**OBJECTIVE**
Output every line below without omitting or altering anything.

**GIVEN RECORDS**
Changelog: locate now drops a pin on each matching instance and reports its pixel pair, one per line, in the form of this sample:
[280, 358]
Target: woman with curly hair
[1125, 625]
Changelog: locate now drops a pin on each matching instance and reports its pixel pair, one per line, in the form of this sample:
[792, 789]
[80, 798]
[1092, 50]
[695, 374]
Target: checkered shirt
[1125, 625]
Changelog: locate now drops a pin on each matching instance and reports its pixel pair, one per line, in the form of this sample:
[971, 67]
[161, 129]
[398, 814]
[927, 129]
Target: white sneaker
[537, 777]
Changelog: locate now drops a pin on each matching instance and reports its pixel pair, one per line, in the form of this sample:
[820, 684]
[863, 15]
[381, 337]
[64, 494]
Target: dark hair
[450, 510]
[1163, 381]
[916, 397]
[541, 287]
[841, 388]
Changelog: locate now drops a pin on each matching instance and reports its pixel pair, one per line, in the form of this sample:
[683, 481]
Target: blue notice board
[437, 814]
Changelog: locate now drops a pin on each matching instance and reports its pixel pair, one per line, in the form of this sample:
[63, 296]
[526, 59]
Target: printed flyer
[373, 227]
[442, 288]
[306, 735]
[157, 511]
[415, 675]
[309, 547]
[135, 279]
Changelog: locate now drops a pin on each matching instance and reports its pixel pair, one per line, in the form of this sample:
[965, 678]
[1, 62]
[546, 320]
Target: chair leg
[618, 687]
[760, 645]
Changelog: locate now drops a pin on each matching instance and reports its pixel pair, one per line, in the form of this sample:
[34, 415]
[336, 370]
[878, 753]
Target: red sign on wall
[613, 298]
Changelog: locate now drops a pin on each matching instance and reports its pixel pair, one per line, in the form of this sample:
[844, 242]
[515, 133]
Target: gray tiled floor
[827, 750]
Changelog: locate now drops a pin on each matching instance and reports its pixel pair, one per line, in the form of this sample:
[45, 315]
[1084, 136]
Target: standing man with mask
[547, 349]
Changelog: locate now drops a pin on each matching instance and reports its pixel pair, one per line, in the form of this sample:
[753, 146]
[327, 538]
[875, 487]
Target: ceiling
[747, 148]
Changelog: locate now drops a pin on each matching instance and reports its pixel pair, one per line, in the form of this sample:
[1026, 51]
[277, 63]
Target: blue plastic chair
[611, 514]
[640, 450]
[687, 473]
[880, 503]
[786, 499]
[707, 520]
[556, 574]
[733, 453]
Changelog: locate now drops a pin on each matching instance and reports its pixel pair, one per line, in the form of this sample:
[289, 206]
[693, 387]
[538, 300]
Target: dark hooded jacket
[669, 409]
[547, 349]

**RESULT OF THIS TASK**
Changelog: locate now drops a pin on each matching instance and reports its pixel pair, one per line, in the form of this sample:
[280, 358]
Target: woman with curly hair
[1125, 625]
Changelog: locate now drops a pin on each matching instance and reports its pixel pair, one per line, in the form of this sample:
[792, 789]
[80, 798]
[1092, 50]
[695, 374]
Target: checkered shirt
[1125, 625]
Changelog: locate now drops a pin on each matching instance and reports its pixel pair, one per line, in the form of this sample:
[971, 67]
[161, 129]
[398, 814]
[927, 129]
Target: white sneaker
[537, 777]
Changelog: locate now drops a pin on each matching instance and reports its pixel pair, one per line, in the form of this sample:
[820, 684]
[863, 15]
[381, 337]
[64, 494]
Target: dark hair
[450, 510]
[1163, 381]
[916, 397]
[541, 287]
[841, 388]
Changelog: locate now drops a pin on each matching instance and reports its pixel pair, one per line, in the form of this sample:
[683, 481]
Target: blue notice board
[437, 814]
Changelog: locate now drops a pin on each matching instance and reports its pixel pair, one per line, in the form of this sample:
[63, 296]
[526, 59]
Target: printed flyer
[373, 227]
[442, 288]
[306, 735]
[157, 511]
[415, 675]
[309, 547]
[135, 279]
Changelog: locate now drops a pin on each matching instance and reports its pixel pair, one per line, in the form of this sample:
[965, 678]
[1, 62]
[546, 320]
Target: chair leg
[618, 687]
[760, 645]
Changelog: locate now drops a pin on each matching instance and reports its pixel pair, one per line, in the form of this sample:
[34, 415]
[336, 370]
[878, 753]
Target: red sign on wall
[613, 298]
Changelog: locate now drops a pin on each matching instance and reports its pixel pair, one per line, in the form of this sample:
[844, 242]
[515, 133]
Target: gray tiled floor
[827, 750]
Changelog: locate now drops a pin on each matching instance and reports its pixel pair, one per line, in the form of this sample:
[45, 315]
[1084, 136]
Target: standing man with mask
[547, 349]
Changelog: locate now drops a pin on each matching instance and reports its pixel pair, one per line, in the form of this sample:
[753, 146]
[327, 538]
[875, 487]
Target: ceiling
[747, 148]
Changelog: locate now drops a pin on each matching instance and reports its pixel pair, one per line, in the form of this sample:
[1026, 51]
[277, 63]
Target: blue plastic chair
[611, 514]
[640, 450]
[687, 473]
[880, 503]
[786, 499]
[707, 520]
[556, 574]
[733, 453]
Changelog: locate now drops a pin on each matching instance and reports its pixel pair, one per line, in the form of this sample:
[289, 206]
[693, 387]
[538, 300]
Target: dark hooded jacket
[669, 409]
[547, 349]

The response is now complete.